▶ [AIM] Rewrite the listing with "Marked at" swapped for "Pointed at" everywhere it appears, and keep everything else the same.

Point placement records
=-=-=
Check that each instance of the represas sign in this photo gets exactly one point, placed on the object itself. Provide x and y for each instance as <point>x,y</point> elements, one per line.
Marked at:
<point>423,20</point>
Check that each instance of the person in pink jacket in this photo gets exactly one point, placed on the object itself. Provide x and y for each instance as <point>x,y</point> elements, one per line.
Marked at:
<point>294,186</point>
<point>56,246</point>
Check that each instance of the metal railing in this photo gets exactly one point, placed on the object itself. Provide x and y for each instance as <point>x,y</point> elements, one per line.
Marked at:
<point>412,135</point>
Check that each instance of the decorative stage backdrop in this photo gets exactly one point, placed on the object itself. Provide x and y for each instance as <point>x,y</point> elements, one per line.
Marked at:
=-=-=
▶ [RESPONSE TO THIS TASK]
Check that each instance of the represas sign in this photo gets exactly one point, placed on the object itself. Provide x and y for each instance as <point>x,y</point> elements, one per line.
Pointed at:
<point>423,20</point>
Check that each instance of the person in pink jacket in this photo gets exactly one point, placed on the object itself. Provide x and y for each instance as <point>x,y</point> elements, one per line.
Pointed at:
<point>294,186</point>
<point>56,246</point>
Check that each instance of the metal railing in this photo gets exactly one point, placed on the object itself. Provide x and y for each instance as <point>x,y</point> elements, one per line.
Pointed at:
<point>412,135</point>
Check that each instance of the decorative stage backdrop in this photo gets exactly one point, placed on the object itself. Provide x and y for each instance as <point>x,y</point> elements, one per line.
Pointed at:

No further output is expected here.